EXTRACTED RECORDS:

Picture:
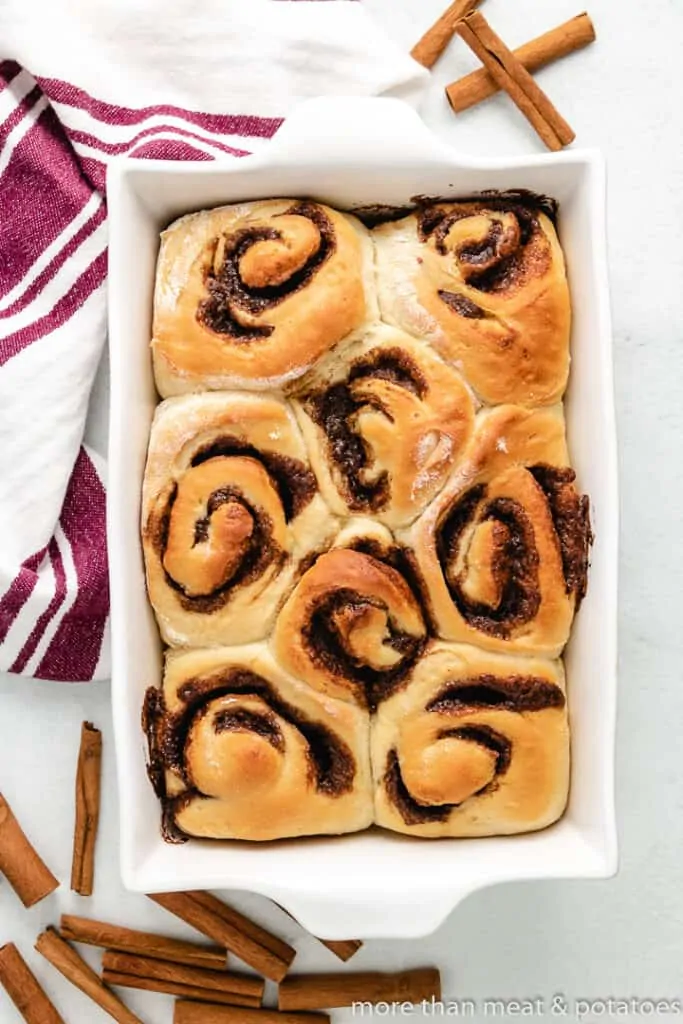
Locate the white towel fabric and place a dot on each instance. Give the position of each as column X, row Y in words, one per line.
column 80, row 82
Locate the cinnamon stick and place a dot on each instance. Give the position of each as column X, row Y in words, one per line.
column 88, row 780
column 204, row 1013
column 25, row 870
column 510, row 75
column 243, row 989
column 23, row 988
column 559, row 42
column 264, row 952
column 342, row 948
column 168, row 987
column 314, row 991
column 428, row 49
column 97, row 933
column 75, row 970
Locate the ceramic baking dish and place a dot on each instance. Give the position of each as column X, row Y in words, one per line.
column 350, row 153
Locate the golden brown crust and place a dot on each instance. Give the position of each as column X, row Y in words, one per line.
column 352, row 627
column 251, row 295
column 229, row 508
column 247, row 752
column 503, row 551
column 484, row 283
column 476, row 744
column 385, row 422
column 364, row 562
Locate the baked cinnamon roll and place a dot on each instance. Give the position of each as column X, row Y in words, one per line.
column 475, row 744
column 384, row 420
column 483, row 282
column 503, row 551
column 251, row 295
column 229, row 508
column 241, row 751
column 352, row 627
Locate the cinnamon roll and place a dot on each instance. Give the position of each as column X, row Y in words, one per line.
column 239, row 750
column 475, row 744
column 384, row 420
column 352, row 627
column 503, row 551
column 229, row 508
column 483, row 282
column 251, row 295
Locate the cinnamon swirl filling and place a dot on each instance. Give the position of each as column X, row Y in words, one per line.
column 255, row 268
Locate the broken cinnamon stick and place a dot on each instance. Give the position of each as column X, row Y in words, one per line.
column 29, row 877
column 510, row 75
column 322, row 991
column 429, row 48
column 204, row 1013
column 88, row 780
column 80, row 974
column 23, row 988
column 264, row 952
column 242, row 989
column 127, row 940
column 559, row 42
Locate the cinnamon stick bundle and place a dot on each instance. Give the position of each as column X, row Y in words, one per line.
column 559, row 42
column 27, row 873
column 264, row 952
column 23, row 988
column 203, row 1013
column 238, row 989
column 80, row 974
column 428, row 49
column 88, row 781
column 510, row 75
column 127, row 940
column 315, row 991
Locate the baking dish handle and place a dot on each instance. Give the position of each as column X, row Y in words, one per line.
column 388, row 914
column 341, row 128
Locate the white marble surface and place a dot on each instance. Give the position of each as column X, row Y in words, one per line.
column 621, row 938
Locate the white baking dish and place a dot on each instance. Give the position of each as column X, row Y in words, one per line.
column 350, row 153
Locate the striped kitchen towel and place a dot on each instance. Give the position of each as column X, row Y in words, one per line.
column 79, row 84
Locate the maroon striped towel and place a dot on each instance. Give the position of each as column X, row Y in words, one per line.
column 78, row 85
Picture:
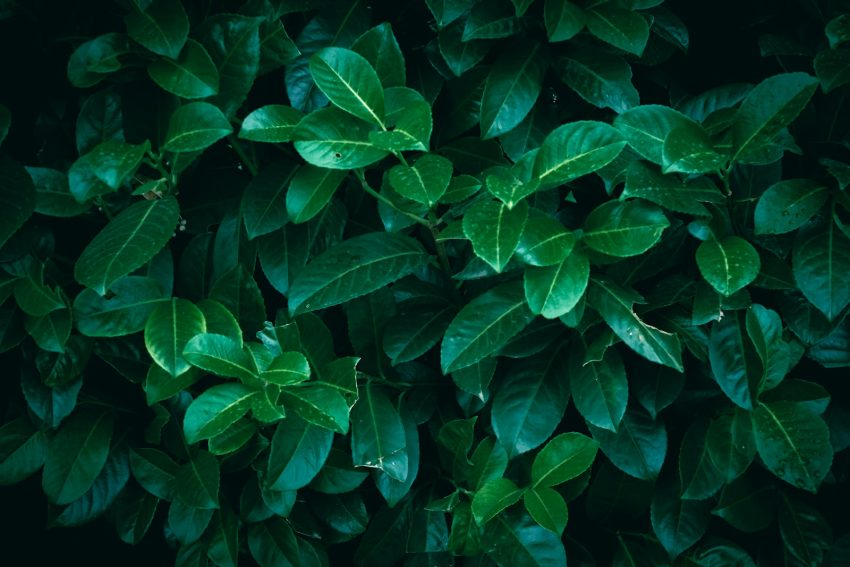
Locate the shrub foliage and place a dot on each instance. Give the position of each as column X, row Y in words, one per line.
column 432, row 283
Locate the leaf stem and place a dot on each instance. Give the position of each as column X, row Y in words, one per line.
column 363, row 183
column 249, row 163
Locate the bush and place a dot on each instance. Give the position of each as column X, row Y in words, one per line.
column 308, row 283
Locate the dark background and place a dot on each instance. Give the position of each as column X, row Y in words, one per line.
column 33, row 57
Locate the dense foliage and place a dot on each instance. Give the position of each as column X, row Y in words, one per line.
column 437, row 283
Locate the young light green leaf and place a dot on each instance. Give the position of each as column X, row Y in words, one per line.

PROBLEM REQUIREMENTS: Render all of the material above as a Markdown table with the columns Row and Entry, numbering each nonblank line in order and skipping blank lines. Leave the pictures out.

RESPONSE TO THIS EXERCISE:
| Row | Entry |
|---|---|
| 1 | Picture: |
| 2 | Locate the white towel fabric and place a dot on each instance. Give the position of each as column X, row Y in words, one per line. |
| 3 | column 80, row 82 |
| 4 | Locate the cinnamon stick and place a dot on each instance. Give the position of each as column X, row Y in words, one per line. |
| 5 | column 88, row 780 |
| 6 | column 204, row 1013 |
| 7 | column 25, row 870 |
| 8 | column 510, row 75 |
| 9 | column 243, row 989 |
| 10 | column 23, row 988 |
| 11 | column 559, row 42 |
| 12 | column 264, row 952 |
| 13 | column 342, row 948 |
| 14 | column 168, row 987 |
| 15 | column 314, row 991 |
| 16 | column 428, row 49 |
| 17 | column 97, row 933 |
| 18 | column 75, row 970 |
| 19 | Locate the ceramic baking dish and place a dot on each instance. Give the position of each as column X, row Y in words, one per line. |
| 20 | column 350, row 153 |
| 21 | Locate the golden brown crust and place a dot on each instance. Give the position of each as column X, row Y in words, one per line. |
| 22 | column 352, row 627 |
| 23 | column 251, row 295 |
| 24 | column 229, row 508 |
| 25 | column 247, row 752 |
| 26 | column 503, row 551 |
| 27 | column 484, row 283 |
| 28 | column 476, row 744 |
| 29 | column 385, row 422 |
| 30 | column 364, row 562 |
| 31 | Locate the baked cinnamon roll and place a dot on each instance. Give the position of each as column X, row Y in words, one per line. |
| 32 | column 475, row 744 |
| 33 | column 384, row 420 |
| 34 | column 483, row 282 |
| 35 | column 503, row 551 |
| 36 | column 251, row 295 |
| 37 | column 229, row 508 |
| 38 | column 241, row 751 |
| 39 | column 352, row 627 |
| 40 | Locate the cinnamon roll and place a dot on each instance. Give the position of each as column X, row Y in words, one per line. |
| 41 | column 239, row 750 |
| 42 | column 475, row 744 |
| 43 | column 384, row 420 |
| 44 | column 352, row 627 |
| 45 | column 503, row 551 |
| 46 | column 229, row 508 |
| 47 | column 483, row 282 |
| 48 | column 251, row 295 |
| 49 | Locate the cinnamon swirl filling and place a dot on each instance. Give the position of each as column X, row Y in words, one per line. |
| 50 | column 255, row 268 |
| 51 | Locate the broken cinnamon stick and place a dot on each instance. Give the position of each as column X, row Y in words, one per line. |
| 52 | column 29, row 877 |
| 53 | column 510, row 75 |
| 54 | column 322, row 991 |
| 55 | column 429, row 48 |
| 56 | column 204, row 1013 |
| 57 | column 88, row 780 |
| 58 | column 80, row 974 |
| 59 | column 23, row 988 |
| 60 | column 264, row 952 |
| 61 | column 242, row 989 |
| 62 | column 127, row 940 |
| 63 | column 559, row 42 |
| 64 | Locate the cinnamon stick bundle and place a dot on each instance. Give the position of each as column X, row Y in words, one per line. |
| 65 | column 559, row 42 |
| 66 | column 27, row 873 |
| 67 | column 264, row 952 |
| 68 | column 23, row 988 |
| 69 | column 203, row 1013 |
| 70 | column 238, row 989 |
| 71 | column 80, row 974 |
| 72 | column 428, row 49 |
| 73 | column 88, row 781 |
| 74 | column 510, row 75 |
| 75 | column 127, row 940 |
| 76 | column 315, row 991 |
| 77 | Locate the baking dish handle and place a dot on each instance. Give the position of each as column X, row Y in words, one per line. |
| 78 | column 388, row 914 |
| 79 | column 341, row 128 |
| 80 | Locate the white marble surface and place a dot on each instance. Give the position of each as column X, row Y in words, one per line. |
| 81 | column 621, row 938 |
| 82 | Locate the white baking dish and place a dot on each instance. Give the position of each as column X, row Y in words, one per line. |
| 83 | column 350, row 153 |
| 84 | Locate the striped kitchen towel and place a dot on each instance. Give the position of each as column X, row Y in words, one per line. |
| 85 | column 79, row 84 |
| 86 | Locate the maroon striped towel and place a dot on each instance. Give the position of each as column X, row Y in words, one per line. |
| 87 | column 78, row 85 |
| 88 | Picture: |
| 89 | Locate the shrub foliage and place a dot on each instance. Give the position of each as column X, row Y in words, one per line. |
| 90 | column 432, row 283 |
| 91 | Locate the leaf stem and place a dot on each instance. Give the position of each as column X, row Y in words, one per line. |
| 92 | column 363, row 183 |
| 93 | column 249, row 163 |
| 94 | Locate the bush and place a dot on each instance. Give the position of each as column X, row Y in words, one per line. |
| 95 | column 308, row 283 |
| 96 | Locate the dark background and place a dot on each instance. Give the position of each as column X, row Y in words, one per line. |
| 97 | column 33, row 57 |
| 98 | Locate the dense foliage and place a dot on each instance. Give the position of each as column X, row Y in words, one per line. |
| 99 | column 437, row 283 |
| 100 | Locate the young light green leaf and place a dot on each instance. Give the position of each as column X, row Y in words, one per line. |